:: Task instructions ::
Reproduce the data between the lines containing "On this screenshot, the long" and "[75,10,157,140]", inclusive, switching every "black" to "dark" and keeping everything else the same.

:: Raw data ::
——

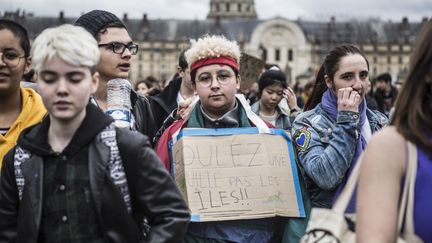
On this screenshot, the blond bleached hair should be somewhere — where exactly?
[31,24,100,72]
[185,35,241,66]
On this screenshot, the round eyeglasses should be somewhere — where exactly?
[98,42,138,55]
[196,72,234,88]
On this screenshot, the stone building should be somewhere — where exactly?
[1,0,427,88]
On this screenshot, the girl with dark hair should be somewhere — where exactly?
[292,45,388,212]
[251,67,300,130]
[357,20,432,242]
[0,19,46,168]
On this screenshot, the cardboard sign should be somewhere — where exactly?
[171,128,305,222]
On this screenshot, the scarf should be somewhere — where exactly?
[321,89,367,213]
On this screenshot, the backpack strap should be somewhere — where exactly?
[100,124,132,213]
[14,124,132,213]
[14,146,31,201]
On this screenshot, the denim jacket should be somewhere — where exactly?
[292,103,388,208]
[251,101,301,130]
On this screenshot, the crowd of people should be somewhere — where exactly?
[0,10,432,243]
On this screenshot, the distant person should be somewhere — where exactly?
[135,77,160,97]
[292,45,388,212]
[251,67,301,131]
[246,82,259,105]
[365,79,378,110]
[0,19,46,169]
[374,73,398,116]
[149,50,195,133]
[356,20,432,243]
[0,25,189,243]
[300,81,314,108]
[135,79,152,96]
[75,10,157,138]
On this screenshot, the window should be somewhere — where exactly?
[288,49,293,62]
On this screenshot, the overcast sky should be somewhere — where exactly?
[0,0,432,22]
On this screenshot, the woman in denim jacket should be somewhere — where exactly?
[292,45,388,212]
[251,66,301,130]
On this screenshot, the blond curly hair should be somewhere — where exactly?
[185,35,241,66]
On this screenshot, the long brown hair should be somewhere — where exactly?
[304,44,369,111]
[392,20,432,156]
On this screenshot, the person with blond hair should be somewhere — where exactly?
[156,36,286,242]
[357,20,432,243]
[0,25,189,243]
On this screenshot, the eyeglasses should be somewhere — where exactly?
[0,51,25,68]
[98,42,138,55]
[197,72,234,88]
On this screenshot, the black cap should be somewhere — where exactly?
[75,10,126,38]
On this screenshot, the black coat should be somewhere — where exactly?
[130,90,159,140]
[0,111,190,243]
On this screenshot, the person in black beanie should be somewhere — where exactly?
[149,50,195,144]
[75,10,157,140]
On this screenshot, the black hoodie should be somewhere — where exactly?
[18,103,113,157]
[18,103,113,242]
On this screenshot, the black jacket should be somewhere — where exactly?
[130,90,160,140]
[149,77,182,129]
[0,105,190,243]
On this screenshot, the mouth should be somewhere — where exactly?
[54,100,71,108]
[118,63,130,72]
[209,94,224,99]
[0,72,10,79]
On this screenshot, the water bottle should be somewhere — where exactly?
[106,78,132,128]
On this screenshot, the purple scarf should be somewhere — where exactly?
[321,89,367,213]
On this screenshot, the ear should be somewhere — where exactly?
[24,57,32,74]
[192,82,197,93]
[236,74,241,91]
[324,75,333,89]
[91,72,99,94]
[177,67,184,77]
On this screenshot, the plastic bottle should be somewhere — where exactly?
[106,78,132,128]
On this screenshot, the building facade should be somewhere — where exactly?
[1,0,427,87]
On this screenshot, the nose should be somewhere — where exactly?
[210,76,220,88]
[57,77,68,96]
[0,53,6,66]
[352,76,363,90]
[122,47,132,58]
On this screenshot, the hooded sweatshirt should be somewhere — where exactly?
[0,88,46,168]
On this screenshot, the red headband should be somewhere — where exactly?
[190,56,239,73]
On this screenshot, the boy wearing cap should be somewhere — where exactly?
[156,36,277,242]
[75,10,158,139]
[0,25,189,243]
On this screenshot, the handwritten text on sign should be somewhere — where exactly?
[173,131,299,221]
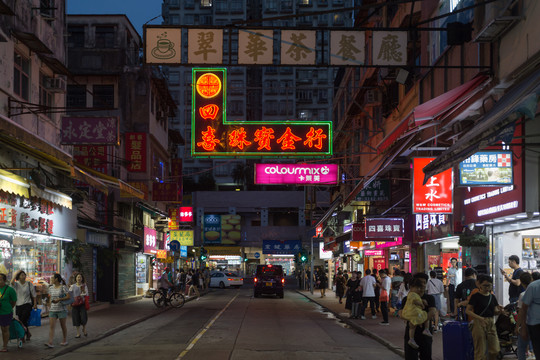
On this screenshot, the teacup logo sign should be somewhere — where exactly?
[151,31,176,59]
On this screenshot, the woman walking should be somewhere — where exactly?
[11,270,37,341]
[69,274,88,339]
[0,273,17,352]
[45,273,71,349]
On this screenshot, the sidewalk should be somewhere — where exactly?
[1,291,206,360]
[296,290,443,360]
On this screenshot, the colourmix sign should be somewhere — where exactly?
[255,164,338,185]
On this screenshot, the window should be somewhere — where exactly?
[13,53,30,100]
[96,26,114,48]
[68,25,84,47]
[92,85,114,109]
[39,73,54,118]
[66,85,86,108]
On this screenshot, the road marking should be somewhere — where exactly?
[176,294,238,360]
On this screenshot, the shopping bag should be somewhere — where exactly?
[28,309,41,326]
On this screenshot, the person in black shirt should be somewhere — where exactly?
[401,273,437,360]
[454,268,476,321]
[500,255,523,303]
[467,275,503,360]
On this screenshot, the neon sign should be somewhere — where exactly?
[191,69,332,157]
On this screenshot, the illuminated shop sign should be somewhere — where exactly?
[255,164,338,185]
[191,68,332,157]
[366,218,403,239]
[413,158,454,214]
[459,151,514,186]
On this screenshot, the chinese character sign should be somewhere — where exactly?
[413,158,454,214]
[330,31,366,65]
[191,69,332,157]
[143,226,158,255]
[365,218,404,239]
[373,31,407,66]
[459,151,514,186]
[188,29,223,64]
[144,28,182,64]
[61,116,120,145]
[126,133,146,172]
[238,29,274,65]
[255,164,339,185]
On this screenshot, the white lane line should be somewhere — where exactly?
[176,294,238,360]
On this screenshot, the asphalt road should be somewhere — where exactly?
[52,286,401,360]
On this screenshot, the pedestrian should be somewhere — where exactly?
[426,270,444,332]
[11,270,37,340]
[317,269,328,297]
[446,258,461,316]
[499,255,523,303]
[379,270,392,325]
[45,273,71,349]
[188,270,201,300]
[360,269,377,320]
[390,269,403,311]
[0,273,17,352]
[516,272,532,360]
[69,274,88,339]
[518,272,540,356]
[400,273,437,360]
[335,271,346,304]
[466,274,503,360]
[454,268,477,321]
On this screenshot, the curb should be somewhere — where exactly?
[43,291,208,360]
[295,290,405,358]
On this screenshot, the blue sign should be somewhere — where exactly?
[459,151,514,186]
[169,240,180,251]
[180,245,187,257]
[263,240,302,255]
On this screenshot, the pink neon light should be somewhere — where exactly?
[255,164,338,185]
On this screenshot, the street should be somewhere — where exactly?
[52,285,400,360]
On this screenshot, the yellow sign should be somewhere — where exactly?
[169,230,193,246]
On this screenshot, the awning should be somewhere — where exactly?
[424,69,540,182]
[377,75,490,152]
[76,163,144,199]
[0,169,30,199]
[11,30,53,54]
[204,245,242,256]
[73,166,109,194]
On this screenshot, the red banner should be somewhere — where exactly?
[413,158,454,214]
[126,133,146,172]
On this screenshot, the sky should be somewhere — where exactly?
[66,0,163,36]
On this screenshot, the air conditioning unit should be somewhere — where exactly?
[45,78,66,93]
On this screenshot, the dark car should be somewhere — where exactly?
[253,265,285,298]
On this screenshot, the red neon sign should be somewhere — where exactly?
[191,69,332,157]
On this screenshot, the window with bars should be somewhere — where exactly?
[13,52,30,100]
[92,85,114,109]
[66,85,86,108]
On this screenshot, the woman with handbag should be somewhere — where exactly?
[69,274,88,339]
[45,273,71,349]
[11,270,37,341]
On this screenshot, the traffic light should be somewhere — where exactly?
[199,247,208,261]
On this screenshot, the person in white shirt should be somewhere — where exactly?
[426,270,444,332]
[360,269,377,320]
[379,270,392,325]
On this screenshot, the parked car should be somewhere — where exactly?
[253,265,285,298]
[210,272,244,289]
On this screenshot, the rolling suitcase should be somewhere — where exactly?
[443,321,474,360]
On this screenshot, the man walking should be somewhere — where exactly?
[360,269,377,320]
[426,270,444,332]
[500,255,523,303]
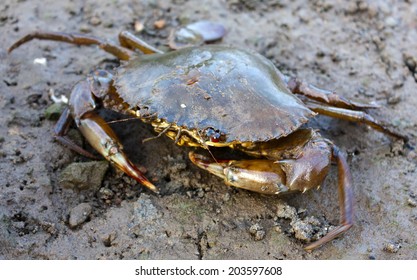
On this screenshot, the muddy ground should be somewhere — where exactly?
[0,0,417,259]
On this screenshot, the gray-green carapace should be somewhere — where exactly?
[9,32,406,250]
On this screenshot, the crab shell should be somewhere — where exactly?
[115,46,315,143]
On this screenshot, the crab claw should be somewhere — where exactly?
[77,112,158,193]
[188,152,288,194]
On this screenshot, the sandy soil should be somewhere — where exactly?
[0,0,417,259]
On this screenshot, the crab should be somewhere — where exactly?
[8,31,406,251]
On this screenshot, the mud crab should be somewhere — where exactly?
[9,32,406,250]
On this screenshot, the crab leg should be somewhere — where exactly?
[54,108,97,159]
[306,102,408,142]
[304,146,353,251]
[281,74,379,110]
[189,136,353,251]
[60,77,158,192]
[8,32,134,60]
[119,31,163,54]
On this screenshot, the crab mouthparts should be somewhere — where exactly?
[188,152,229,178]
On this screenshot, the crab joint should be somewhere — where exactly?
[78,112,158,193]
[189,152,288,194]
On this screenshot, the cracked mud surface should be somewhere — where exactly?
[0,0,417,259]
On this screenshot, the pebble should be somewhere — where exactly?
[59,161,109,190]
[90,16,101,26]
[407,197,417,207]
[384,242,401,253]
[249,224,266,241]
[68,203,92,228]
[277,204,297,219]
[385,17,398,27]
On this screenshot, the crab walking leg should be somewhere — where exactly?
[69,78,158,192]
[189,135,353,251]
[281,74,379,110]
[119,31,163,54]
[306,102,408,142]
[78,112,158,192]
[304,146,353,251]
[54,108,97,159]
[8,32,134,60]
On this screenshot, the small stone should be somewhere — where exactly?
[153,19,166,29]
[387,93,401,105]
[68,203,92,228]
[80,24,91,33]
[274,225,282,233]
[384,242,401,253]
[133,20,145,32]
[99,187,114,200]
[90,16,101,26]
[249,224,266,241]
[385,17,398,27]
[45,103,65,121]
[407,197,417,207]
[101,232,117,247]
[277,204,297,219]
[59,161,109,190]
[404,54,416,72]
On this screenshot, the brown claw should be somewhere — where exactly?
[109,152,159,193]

——

:: Answer in full ::
On this screenshot, the long brown hair should be somewhere — where exactly?
[304,44,369,111]
[392,20,432,156]
On this screenshot, the person with blond hair should be somewhere — where exactly?
[156,36,286,242]
[357,20,432,243]
[0,25,189,243]
On this screenshot, the eyeglasses should be somewhere — where exactly?
[0,51,25,68]
[98,42,138,55]
[197,72,234,88]
On this screenshot, the dark cap should be somewhere — where exactly?
[75,10,126,38]
On this screenshot, the dark coat should be somewhere — where exactly?
[130,90,159,140]
[0,111,190,243]
On this screenshot, the person in dark beanie should be somewhere — where exactly?
[149,50,195,144]
[75,10,157,140]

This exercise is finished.